◆ Supplied entries ◆

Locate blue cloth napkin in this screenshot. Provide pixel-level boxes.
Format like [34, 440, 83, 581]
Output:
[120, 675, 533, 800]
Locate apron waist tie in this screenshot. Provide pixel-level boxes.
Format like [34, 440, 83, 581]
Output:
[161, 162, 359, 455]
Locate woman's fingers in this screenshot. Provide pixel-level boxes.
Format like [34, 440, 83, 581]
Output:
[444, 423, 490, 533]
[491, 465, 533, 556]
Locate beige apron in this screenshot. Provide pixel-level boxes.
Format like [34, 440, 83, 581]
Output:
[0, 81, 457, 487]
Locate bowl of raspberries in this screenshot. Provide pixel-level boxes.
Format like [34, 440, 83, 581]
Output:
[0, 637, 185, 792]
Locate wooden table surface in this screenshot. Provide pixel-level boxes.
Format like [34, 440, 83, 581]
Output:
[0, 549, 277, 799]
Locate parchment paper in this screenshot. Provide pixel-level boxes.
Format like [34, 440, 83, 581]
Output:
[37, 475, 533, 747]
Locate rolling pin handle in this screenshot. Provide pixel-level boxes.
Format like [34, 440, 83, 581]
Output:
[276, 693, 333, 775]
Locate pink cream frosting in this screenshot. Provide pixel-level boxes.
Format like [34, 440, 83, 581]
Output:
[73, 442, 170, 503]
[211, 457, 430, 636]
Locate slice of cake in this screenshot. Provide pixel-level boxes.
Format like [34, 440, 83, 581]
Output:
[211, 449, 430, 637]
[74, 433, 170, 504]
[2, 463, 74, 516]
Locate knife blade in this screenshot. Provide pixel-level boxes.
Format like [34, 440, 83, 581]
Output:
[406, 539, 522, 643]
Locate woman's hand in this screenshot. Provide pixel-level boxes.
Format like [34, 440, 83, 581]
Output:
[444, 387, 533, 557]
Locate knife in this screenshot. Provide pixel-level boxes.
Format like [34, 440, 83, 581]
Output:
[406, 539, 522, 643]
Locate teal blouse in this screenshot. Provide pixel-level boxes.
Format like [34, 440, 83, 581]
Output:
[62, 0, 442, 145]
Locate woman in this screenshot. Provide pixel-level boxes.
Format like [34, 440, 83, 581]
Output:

◆ Directions ◆
Convert every line of the listing above into a numbered list, omitting any blank lines.

◆ Solved problem ◆
1. Locate blue cloth napkin in this screenshot. Provide pixel-level boxes.
2. Format like [34, 440, 83, 581]
3. Output:
4. [120, 675, 533, 800]
5. Locate apron waist tie in this screenshot. Provide pixel-level boxes.
6. Format like [34, 440, 83, 581]
7. Output:
8. [161, 162, 359, 455]
9. Locate woman's fingers in this screenshot. Provide pixel-level boxes.
10. Format like [34, 440, 83, 581]
11. Output:
12. [444, 423, 490, 533]
13. [491, 465, 533, 556]
14. Locate beige apron in this screenshot. Provide pixel-level boxes.
15. Format like [34, 440, 83, 581]
16. Output:
17. [0, 81, 457, 487]
18. Locate bowl of raspberries in this screenshot. Provide pixel-level boxes.
19. Format like [34, 440, 83, 581]
20. Output:
21. [0, 637, 185, 792]
22. Locate wooden table surface in this screenshot. Provide pixel-level boxes.
23. Format like [34, 440, 83, 581]
24. Output:
25. [0, 549, 277, 799]
26. Locate parchment paper in this screenshot. Provide pixel-level boxes.
27. Format like [34, 440, 83, 581]
28. Output:
29. [37, 475, 533, 747]
30. Locate rolling pin handle in this screenshot. Provide pixel-level boxes.
31. Format like [34, 440, 83, 581]
32. Output:
33. [276, 693, 333, 775]
34. Locate pink cream frosting in this screenshot. Provide pixel-level boxes.
35. Format like [34, 440, 83, 581]
36. Output:
37. [73, 442, 170, 503]
38. [211, 457, 430, 636]
39. Locate slice of cake in this screenshot. Provide pixel-level boxes.
40. Format like [34, 440, 83, 581]
41. Output:
42. [211, 449, 430, 637]
43. [74, 433, 170, 504]
44. [2, 463, 74, 516]
45. Locate knife blade in this screenshot. Provide pixel-level boxes.
46. Format like [34, 440, 83, 581]
47. Output:
48. [406, 539, 522, 643]
49. Locate woman's hand in this screenshot. Provide pixel-level boxes.
50. Format like [34, 440, 83, 581]
51. Output:
52. [444, 387, 533, 557]
53. Locate knife in this screenshot. Provide pixel-level boxes.
54. Format like [34, 440, 83, 581]
55. Output:
56. [406, 539, 522, 643]
57. Locate teal blouse in this screenshot. Provide pixel-level boxes.
58. Format like [34, 440, 83, 581]
59. Output:
60. [62, 0, 442, 145]
61. Locate woman in this screenshot. Provide pixel-level boxes.
62. Format like [34, 440, 83, 581]
63. Output:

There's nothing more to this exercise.